- [Provided records]:
__________________________________________________
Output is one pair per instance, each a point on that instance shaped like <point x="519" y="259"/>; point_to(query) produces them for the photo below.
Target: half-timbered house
__________________________________________________
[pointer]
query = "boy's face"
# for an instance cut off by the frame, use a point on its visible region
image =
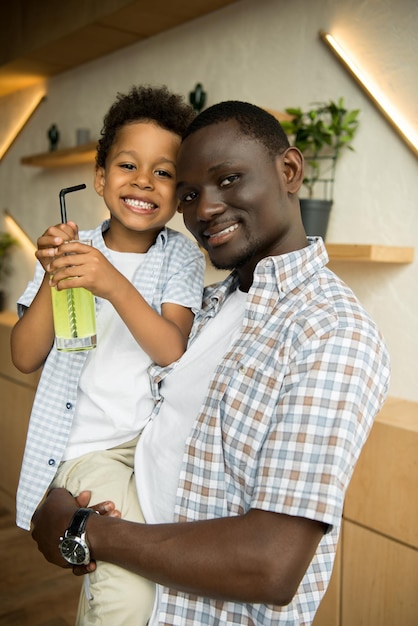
__________________________________________________
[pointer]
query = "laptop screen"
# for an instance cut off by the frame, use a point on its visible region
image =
__________________________________________________
- [Task objective]:
Please reproduce the data verbatim, from the line that contains "Output is one" through the line that contains "Target: half-timbered house", inclusive.

- [Response]:
Output is one pair per instance, each a point on that instance shaped like <point x="519" y="259"/>; point_to(query) produces them for the photo below.
Target: half-timbered house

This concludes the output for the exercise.